→ DO THIS
Tally the lines in the records below that contain the string "woman", and reply with that number alone.
------
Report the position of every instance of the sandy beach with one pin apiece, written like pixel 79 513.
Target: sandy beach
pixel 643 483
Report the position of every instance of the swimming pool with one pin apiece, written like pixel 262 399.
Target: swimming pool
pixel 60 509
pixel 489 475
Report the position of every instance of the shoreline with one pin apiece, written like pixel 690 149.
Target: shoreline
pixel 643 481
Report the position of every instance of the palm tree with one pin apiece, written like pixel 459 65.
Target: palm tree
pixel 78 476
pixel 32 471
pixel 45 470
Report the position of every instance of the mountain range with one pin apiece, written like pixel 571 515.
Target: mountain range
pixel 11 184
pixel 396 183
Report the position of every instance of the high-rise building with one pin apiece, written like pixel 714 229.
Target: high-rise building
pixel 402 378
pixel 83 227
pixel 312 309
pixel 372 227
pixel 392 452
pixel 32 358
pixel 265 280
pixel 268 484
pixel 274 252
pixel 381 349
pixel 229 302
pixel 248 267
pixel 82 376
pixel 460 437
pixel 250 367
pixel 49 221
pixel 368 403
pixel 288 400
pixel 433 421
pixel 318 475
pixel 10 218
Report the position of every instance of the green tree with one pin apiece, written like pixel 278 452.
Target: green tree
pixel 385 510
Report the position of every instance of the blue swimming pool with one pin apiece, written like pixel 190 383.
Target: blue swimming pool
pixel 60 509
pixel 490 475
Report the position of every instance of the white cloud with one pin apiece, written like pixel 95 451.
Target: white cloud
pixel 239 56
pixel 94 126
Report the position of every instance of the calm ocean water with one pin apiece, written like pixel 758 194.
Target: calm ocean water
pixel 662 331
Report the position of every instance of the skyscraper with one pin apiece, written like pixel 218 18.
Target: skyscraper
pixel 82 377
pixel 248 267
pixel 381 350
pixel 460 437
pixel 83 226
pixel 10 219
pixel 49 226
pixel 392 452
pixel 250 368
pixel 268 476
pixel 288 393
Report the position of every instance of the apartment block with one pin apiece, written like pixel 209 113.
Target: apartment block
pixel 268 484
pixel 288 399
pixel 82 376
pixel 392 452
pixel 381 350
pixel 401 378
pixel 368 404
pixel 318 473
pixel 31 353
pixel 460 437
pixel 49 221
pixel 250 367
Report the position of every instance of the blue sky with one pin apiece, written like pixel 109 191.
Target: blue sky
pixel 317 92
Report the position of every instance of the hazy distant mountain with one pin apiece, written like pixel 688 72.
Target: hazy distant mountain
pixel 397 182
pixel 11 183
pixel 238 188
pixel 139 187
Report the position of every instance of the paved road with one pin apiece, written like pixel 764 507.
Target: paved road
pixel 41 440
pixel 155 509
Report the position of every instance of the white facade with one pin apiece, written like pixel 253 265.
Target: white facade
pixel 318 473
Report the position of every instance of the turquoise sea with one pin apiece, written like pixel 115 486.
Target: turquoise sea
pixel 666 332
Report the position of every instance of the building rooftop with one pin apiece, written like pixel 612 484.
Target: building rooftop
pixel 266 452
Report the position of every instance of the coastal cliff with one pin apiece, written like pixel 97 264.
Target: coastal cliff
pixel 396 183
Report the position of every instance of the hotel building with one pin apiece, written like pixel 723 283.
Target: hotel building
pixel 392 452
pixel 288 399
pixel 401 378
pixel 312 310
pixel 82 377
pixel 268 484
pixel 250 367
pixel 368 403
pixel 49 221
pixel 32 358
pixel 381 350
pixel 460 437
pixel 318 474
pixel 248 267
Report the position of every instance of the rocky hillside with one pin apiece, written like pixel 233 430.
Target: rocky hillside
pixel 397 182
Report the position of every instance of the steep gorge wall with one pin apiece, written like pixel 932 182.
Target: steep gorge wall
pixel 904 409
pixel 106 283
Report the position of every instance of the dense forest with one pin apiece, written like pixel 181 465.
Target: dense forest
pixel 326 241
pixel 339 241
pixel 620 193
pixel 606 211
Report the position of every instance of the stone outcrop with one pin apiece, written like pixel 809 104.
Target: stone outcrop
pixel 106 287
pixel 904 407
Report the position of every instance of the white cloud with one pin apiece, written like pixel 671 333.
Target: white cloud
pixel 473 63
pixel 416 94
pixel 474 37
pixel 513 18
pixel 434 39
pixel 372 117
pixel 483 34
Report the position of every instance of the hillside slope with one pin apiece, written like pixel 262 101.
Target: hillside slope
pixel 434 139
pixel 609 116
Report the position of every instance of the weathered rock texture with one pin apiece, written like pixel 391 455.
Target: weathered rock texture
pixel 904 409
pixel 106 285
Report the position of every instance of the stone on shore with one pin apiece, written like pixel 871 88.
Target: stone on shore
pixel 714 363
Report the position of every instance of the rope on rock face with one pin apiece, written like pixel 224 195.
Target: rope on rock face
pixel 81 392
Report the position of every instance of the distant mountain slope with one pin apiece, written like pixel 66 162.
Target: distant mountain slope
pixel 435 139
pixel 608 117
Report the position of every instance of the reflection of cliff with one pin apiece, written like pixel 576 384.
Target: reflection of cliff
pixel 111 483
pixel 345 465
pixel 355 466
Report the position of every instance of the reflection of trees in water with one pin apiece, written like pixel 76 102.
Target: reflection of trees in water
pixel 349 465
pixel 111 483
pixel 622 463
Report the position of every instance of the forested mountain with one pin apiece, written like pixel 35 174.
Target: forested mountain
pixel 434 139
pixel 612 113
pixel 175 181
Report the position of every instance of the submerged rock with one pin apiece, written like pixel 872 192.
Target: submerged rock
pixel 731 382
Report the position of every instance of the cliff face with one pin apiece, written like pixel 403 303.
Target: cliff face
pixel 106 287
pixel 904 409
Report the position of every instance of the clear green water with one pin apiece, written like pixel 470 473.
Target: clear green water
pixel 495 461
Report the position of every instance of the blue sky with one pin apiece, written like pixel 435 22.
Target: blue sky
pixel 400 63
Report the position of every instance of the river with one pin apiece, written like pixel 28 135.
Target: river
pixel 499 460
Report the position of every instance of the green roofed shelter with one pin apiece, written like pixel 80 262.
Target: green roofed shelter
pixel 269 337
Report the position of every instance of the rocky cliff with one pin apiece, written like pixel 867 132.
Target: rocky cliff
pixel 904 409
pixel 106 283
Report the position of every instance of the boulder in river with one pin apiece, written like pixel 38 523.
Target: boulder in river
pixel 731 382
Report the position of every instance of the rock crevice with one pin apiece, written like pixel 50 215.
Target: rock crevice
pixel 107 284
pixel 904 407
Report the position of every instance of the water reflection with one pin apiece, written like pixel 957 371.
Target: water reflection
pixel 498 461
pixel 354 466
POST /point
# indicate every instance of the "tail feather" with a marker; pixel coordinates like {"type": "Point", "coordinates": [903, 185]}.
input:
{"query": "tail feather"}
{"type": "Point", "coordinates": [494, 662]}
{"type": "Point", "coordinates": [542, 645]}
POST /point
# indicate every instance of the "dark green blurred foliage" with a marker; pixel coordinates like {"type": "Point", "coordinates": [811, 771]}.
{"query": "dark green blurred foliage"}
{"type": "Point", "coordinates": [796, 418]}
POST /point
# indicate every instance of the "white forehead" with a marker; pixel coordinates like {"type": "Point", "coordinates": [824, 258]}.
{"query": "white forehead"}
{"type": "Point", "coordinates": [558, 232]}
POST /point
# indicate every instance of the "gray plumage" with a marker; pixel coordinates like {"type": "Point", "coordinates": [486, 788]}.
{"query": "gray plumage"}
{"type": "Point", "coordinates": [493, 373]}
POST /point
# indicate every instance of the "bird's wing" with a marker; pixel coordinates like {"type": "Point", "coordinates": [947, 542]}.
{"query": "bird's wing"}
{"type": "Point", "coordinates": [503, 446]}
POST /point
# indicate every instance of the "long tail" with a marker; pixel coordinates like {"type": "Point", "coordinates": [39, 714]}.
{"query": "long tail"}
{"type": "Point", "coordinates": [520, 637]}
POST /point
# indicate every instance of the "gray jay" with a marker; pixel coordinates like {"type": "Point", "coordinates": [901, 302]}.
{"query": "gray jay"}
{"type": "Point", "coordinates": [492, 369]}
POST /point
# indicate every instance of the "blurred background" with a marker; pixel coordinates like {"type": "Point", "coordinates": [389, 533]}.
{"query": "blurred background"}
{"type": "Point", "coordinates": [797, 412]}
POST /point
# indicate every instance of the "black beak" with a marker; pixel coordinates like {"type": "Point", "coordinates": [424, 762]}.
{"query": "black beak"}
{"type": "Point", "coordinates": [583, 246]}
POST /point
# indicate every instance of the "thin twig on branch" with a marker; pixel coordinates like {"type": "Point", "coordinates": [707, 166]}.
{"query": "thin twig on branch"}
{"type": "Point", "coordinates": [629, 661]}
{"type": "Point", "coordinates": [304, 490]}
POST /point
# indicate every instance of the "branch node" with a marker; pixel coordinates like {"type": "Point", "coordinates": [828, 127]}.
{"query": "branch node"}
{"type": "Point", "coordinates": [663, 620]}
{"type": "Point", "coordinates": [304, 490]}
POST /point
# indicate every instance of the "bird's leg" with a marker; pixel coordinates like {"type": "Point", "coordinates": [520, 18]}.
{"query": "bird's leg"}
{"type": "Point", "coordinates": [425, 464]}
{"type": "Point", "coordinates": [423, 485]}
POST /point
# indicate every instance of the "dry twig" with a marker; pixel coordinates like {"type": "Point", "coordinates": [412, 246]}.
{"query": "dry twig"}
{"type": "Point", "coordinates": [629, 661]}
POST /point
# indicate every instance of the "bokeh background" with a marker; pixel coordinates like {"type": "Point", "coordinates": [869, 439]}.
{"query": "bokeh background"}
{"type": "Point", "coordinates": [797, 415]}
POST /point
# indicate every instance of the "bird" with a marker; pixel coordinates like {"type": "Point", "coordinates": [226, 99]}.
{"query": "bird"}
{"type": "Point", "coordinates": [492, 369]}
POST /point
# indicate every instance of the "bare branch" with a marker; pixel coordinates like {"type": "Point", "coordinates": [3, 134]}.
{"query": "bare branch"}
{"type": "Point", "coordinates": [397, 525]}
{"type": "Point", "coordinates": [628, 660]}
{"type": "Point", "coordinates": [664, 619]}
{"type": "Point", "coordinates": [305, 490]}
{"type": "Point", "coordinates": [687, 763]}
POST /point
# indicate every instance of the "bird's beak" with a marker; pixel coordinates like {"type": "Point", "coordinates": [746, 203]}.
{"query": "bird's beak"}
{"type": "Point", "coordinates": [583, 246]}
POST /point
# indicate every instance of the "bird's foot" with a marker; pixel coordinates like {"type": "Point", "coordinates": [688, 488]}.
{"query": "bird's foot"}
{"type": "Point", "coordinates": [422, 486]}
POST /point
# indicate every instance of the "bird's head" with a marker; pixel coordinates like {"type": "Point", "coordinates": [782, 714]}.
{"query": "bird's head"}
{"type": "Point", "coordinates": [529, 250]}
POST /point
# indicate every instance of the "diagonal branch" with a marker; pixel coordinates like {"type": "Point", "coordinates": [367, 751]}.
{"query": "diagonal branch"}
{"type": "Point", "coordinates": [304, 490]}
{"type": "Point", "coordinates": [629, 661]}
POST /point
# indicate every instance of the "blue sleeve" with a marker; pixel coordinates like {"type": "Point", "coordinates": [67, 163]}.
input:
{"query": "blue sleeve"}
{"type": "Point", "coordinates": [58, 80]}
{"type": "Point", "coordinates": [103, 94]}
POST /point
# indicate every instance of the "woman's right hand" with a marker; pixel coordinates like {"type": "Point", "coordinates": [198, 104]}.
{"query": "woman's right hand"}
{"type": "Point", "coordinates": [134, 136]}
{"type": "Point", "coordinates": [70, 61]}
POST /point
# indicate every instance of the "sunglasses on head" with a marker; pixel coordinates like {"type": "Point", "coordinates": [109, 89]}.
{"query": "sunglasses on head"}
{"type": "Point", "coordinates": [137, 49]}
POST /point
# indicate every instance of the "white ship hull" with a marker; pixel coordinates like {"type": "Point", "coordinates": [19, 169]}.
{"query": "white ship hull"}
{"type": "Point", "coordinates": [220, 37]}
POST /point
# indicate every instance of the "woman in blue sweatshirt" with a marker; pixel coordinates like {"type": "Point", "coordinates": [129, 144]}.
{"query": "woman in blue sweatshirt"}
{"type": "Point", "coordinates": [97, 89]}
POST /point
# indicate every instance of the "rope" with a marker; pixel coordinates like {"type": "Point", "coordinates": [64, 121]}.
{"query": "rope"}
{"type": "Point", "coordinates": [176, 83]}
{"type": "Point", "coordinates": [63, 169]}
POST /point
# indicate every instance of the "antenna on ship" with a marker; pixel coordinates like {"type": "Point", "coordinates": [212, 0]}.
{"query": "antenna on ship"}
------
→ TASK RESPONSE
4